**Aufgaben zum Text:**
**A.** Zitieren Sie aus dem Text über Stromsperren wörtlich die Passage von „Das Magazin berief“ bis einschließlich „mehr als 2011.“.
**B.** Schreiben Sie den Text über Stromsperren in deutschen Haushalten im Anschluss an seinen letzten Satz weiter.

**Vorliegender Text:**
# # #
Eine erschreckend große Zahl von Haushalten in Deutschland bekommt keinen Strom mehr. So wurde fast 345.000 Haushalten laut einem Bericht von „Spiegel Online“ im vergangenen Jahr der Strom gesperrt. Die Maßnahme wurde meist verhängt, weil die Kunden ihre Rechnungen nicht bezahlt hatten.
Das Magazin berief sich am Samstag auf den noch unveröffentlichten Monitoringbericht der Bundesnetzagentur. Demnach gab es 2013 rund 23.000 Sperrungen mehr als im Jahr 2012 und sogar rund 33.000 mehr als 2011.
Zugenommen hat demnach auch die Zahl der Androhungen einer Stromsperre. 2013 gingen demnach fast sieben Millionen Mahnverfahren so weit, dass Stromversorger ankündigten, sie würden bei weiterem Zahlungsverzug den Strom kappen. 2011 gab es demnach rund sechs Millionen solche Drohungen.
# # #
**Rohdaten:**
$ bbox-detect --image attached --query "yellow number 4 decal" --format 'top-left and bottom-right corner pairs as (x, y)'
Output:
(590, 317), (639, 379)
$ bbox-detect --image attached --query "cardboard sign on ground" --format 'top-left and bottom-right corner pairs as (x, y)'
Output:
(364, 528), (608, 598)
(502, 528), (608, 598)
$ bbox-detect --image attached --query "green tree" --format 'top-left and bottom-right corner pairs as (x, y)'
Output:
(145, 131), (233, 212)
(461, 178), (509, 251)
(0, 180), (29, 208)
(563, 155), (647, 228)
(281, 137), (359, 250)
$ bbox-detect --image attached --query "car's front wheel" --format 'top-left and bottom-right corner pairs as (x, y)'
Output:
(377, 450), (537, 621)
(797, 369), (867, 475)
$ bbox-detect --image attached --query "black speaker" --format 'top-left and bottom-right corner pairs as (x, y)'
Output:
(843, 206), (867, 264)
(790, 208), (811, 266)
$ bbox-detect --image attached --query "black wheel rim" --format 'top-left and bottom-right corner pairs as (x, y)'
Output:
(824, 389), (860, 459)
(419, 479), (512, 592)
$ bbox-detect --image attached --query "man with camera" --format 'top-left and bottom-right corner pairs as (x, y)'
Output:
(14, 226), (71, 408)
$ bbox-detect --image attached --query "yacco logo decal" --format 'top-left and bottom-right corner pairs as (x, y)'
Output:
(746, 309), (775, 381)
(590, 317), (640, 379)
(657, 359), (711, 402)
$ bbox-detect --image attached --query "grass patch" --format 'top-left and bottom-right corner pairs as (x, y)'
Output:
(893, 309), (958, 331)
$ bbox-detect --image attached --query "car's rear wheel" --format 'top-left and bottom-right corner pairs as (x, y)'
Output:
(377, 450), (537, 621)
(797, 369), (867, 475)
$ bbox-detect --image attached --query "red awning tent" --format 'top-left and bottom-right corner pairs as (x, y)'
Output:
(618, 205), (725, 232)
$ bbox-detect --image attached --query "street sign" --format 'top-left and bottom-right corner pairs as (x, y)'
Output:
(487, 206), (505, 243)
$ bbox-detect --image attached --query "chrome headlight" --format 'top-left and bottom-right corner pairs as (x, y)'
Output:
# # #
**Antworten:**
**A.**
Das Magazin berief sich am Samstag auf den noch unveröffentlichten Monitoringbericht der Bundesnetzagentur. Demnach gab es 2013 rund 23.000 Sperrungen mehr als im Jahr 2012 und sogar rund 33.000 mehr als 2011.

**B.**
Linke-Fraktionsvize Caren Lay verurteilte die hohe Zahl von Stromsperren als „Anschlag auf die Menschenwürde“. Sie warf zugleich der Bundesregierung vor, sie habe jahrelang eine Energiepolitik zugunsten der Konzerne betrieben, während private Verbraucher übermäßig mit Kosten belastet worden seien.
Bei Kranken und Kindern darf Strom nicht abgestellt werden
So sei seit 2008 der Strompreis für die Industrie um 13 bis 15 Prozent gestiegen, für Privathaushalte aber um 38 Prozent. Lay forderte niedrigere Preise unter anderem durch eine Senkung der Stromsteuer.
Stromversorger können die Belieferung von Haushalten mit elektrischer Energie einstellen, wenn Rechnungen trotz Mahnverfahren über längere Zeit nicht bezahlt werden. Allerdings muss die Maßnahme in einem angemessenen Verhältnis zur ausstehenden Summe stehen und darf nicht die Gesundheit zum Beispiel von kranken Menschen oder Kindern gefährden. Daneben kann eine Stromsperre auch mit dem Verstoß gegen Sicherheitsvorschriften oder Stromdiebstahl durch das Umgehen von Zählern begründet werden.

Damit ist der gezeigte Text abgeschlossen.